=== Source information ===

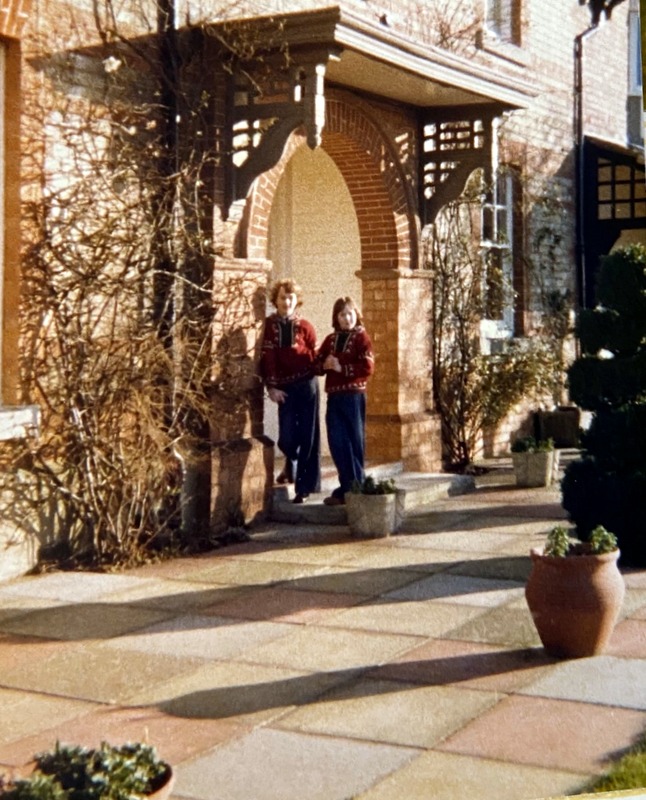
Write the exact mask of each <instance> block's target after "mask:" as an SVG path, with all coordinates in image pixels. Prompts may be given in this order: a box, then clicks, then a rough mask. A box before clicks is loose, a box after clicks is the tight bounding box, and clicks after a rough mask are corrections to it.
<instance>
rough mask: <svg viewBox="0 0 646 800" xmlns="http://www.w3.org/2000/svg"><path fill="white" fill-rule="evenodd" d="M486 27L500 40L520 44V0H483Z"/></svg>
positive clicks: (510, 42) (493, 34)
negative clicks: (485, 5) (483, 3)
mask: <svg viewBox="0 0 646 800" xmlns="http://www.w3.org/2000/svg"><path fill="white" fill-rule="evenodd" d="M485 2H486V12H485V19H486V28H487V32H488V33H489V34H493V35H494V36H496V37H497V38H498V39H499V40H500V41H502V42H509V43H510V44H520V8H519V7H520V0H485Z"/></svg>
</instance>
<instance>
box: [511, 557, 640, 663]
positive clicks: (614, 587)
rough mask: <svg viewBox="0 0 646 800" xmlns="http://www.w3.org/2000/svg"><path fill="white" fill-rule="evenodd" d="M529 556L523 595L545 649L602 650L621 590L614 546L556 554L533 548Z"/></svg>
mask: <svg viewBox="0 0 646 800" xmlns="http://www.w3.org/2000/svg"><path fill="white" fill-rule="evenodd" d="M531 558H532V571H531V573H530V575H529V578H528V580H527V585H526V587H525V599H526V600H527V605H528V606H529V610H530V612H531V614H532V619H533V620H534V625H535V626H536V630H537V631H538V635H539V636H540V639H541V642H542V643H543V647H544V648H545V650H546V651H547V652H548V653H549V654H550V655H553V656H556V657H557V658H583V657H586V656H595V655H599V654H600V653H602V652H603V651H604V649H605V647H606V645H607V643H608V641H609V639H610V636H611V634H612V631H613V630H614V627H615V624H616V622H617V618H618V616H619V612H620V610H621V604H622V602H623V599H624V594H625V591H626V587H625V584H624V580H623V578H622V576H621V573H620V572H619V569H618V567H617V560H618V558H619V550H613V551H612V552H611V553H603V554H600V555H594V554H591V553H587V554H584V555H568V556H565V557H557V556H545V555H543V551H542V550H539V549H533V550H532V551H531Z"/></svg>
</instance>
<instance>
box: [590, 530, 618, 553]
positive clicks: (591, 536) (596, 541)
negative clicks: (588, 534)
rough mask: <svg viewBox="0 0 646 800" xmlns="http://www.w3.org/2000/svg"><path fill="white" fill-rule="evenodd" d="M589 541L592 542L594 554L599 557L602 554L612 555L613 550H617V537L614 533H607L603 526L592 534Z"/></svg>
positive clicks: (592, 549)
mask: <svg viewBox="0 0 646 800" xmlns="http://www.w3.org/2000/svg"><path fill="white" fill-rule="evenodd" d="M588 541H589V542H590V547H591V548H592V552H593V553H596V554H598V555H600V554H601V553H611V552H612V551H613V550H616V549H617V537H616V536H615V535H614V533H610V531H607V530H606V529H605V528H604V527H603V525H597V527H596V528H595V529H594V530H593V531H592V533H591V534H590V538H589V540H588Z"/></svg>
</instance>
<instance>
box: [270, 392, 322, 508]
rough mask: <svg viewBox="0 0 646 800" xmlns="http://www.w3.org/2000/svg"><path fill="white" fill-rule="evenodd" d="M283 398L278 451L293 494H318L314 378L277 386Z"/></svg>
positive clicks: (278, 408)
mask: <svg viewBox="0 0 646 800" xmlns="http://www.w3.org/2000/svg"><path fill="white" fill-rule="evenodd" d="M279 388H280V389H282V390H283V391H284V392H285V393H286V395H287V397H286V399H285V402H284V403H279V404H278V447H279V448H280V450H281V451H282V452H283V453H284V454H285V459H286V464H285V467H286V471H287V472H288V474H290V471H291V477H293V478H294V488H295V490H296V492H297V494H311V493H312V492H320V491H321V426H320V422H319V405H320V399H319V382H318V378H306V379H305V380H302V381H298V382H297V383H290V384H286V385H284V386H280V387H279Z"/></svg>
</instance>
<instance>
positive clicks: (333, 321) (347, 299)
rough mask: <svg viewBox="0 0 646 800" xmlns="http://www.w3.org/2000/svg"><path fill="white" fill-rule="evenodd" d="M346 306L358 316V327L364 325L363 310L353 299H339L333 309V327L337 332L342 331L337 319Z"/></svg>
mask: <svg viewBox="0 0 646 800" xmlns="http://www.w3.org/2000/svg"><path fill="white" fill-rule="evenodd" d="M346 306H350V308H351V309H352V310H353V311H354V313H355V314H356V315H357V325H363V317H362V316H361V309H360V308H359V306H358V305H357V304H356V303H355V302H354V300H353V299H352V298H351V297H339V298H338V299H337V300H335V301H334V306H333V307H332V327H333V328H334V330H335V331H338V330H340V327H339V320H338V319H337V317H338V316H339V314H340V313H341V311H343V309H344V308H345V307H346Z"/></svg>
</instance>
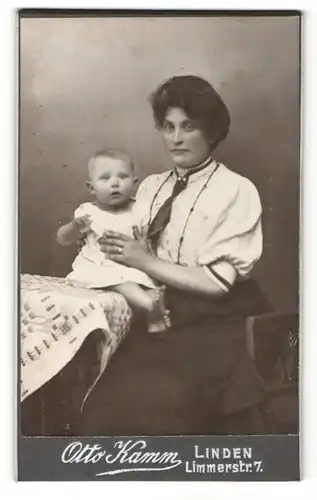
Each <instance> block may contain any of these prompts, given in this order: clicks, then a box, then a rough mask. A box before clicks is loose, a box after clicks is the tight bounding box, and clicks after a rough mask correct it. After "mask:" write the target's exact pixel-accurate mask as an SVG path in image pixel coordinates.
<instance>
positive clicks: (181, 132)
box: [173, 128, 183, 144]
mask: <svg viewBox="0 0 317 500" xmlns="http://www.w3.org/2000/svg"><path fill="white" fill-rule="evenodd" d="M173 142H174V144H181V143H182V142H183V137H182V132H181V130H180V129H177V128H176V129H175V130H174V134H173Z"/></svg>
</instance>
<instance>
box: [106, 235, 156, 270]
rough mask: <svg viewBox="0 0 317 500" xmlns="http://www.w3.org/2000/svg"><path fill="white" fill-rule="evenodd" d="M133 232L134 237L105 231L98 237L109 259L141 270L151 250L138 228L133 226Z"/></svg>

=== Task statement ===
Reproduce the lines above letter for letter. The pictures stay behind.

=== Expected answer ===
Write the exact mask of each <instance> block's target after "mask:" as an SVG path, with all coordinates in image pixels. Prompts may be given in this order: a box, then clicks, then a rough mask. A box before clicks is loose, a box after clicks is the tight bounding box, and clicks after a rough mask are corrections to it.
<instance>
rough mask: <svg viewBox="0 0 646 800" xmlns="http://www.w3.org/2000/svg"><path fill="white" fill-rule="evenodd" d="M486 27L500 40L520 44V0H483Z"/></svg>
positive clicks: (510, 42) (493, 34)
negative clicks: (485, 5) (483, 3)
mask: <svg viewBox="0 0 646 800" xmlns="http://www.w3.org/2000/svg"><path fill="white" fill-rule="evenodd" d="M485 2H486V12H485V19H486V28H487V32H488V33H489V34H493V35H494V36H496V37H497V38H498V39H499V40H500V41H502V42H509V43H510V44H520V8H519V7H520V0H485Z"/></svg>
</instance>
<instance>
box: [511, 557, 640, 663]
positive clicks: (614, 587)
rough mask: <svg viewBox="0 0 646 800" xmlns="http://www.w3.org/2000/svg"><path fill="white" fill-rule="evenodd" d="M529 556L523 595L545 649L602 650L621 590L614 546L556 554L533 548Z"/></svg>
mask: <svg viewBox="0 0 646 800" xmlns="http://www.w3.org/2000/svg"><path fill="white" fill-rule="evenodd" d="M531 558H532V571H531V573H530V575H529V578H528V580H527V585H526V587H525V599H526V600H527V605H528V606H529V610H530V612H531V614H532V619H533V620H534V625H535V626H536V630H537V631H538V635H539V636H540V639H541V642H542V643H543V647H544V648H545V650H546V651H547V652H548V653H549V654H550V655H553V656H556V657H557V658H583V657H586V656H595V655H599V654H600V653H602V652H603V651H604V649H605V647H606V645H607V643H608V641H609V639H610V636H611V634H612V631H613V630H614V627H615V624H616V622H617V618H618V616H619V612H620V610H621V604H622V602H623V599H624V594H625V591H626V587H625V584H624V580H623V578H622V576H621V573H620V572H619V569H618V567H617V560H618V558H619V550H613V551H612V552H611V553H603V554H600V555H594V554H591V553H587V554H584V555H568V556H565V557H557V556H545V555H543V551H542V550H539V549H533V550H532V551H531Z"/></svg>
</instance>
<instance>
box: [590, 530, 618, 553]
positive clicks: (591, 536) (596, 541)
negative clicks: (588, 534)
rough mask: <svg viewBox="0 0 646 800" xmlns="http://www.w3.org/2000/svg"><path fill="white" fill-rule="evenodd" d="M589 541L592 542L594 554L599 557L602 554L612 555L613 550H617V537L614 533H607L603 526L592 534Z"/></svg>
positive clicks: (592, 549)
mask: <svg viewBox="0 0 646 800" xmlns="http://www.w3.org/2000/svg"><path fill="white" fill-rule="evenodd" d="M588 541H589V542H590V547H591V548H592V552H593V553H596V554H598V555H600V554H601V553H611V552H612V551H613V550H616V549H617V537H616V536H615V535H614V533H610V531H607V530H606V529H605V528H604V527H603V525H597V527H596V528H595V529H594V530H593V531H592V533H591V534H590V538H589V540H588Z"/></svg>
</instance>
<instance>
box: [270, 392, 322, 508]
rough mask: <svg viewBox="0 0 646 800" xmlns="http://www.w3.org/2000/svg"><path fill="white" fill-rule="evenodd" d="M283 398L278 451L293 494H318L314 378L277 386Z"/></svg>
positive clicks: (278, 408)
mask: <svg viewBox="0 0 646 800" xmlns="http://www.w3.org/2000/svg"><path fill="white" fill-rule="evenodd" d="M279 388H280V389H282V390H283V391H284V392H285V393H286V395H287V397H286V399H285V402H284V403H279V404H278V447H279V448H280V450H281V451H282V452H283V453H284V454H285V459H286V464H285V467H286V471H287V472H288V474H290V471H291V477H293V478H294V488H295V490H296V492H297V494H311V493H312V492H320V491H321V426H320V422H319V405H320V399H319V382H318V378H306V379H305V380H302V381H298V382H297V383H290V384H286V385H284V386H280V387H279Z"/></svg>
</instance>
<instance>
positive clicks: (333, 321) (347, 299)
rough mask: <svg viewBox="0 0 646 800" xmlns="http://www.w3.org/2000/svg"><path fill="white" fill-rule="evenodd" d="M346 306L358 316V327L364 325L363 310L353 299H339L333 309V327L337 332L342 331L337 319Z"/></svg>
mask: <svg viewBox="0 0 646 800" xmlns="http://www.w3.org/2000/svg"><path fill="white" fill-rule="evenodd" d="M346 306H350V308H351V309H352V310H353V311H354V313H355V314H356V315H357V325H363V317H362V316H361V309H360V308H359V306H358V305H357V304H356V303H355V302H354V300H353V299H352V298H351V297H339V298H338V299H337V300H335V301H334V306H333V307H332V327H333V328H334V330H335V331H338V330H340V327H339V320H338V319H337V317H338V316H339V314H340V313H341V311H343V309H344V308H345V307H346Z"/></svg>
</instance>
Each <instance> block may contain any of these prompts, given in this order: clicks, then a box, then a rough mask. A box before clicks is loose, a box after clicks is the tight bounding box, and clicks after a rough mask correct it. After "mask:" write the target's exact pixel-accurate mask as an SVG path in image pixel coordinates.
<instance>
positive clicks: (181, 132)
box: [173, 128, 183, 144]
mask: <svg viewBox="0 0 317 500" xmlns="http://www.w3.org/2000/svg"><path fill="white" fill-rule="evenodd" d="M173 142H174V144H181V143H182V142H183V137H182V132H181V130H180V129H177V128H176V129H175V130H174V134H173Z"/></svg>
</instance>
<instance>
box: [106, 235, 156, 270]
rough mask: <svg viewBox="0 0 317 500" xmlns="http://www.w3.org/2000/svg"><path fill="white" fill-rule="evenodd" d="M133 232L134 237L105 231L98 237L109 259L141 270L151 250L138 228L133 226Z"/></svg>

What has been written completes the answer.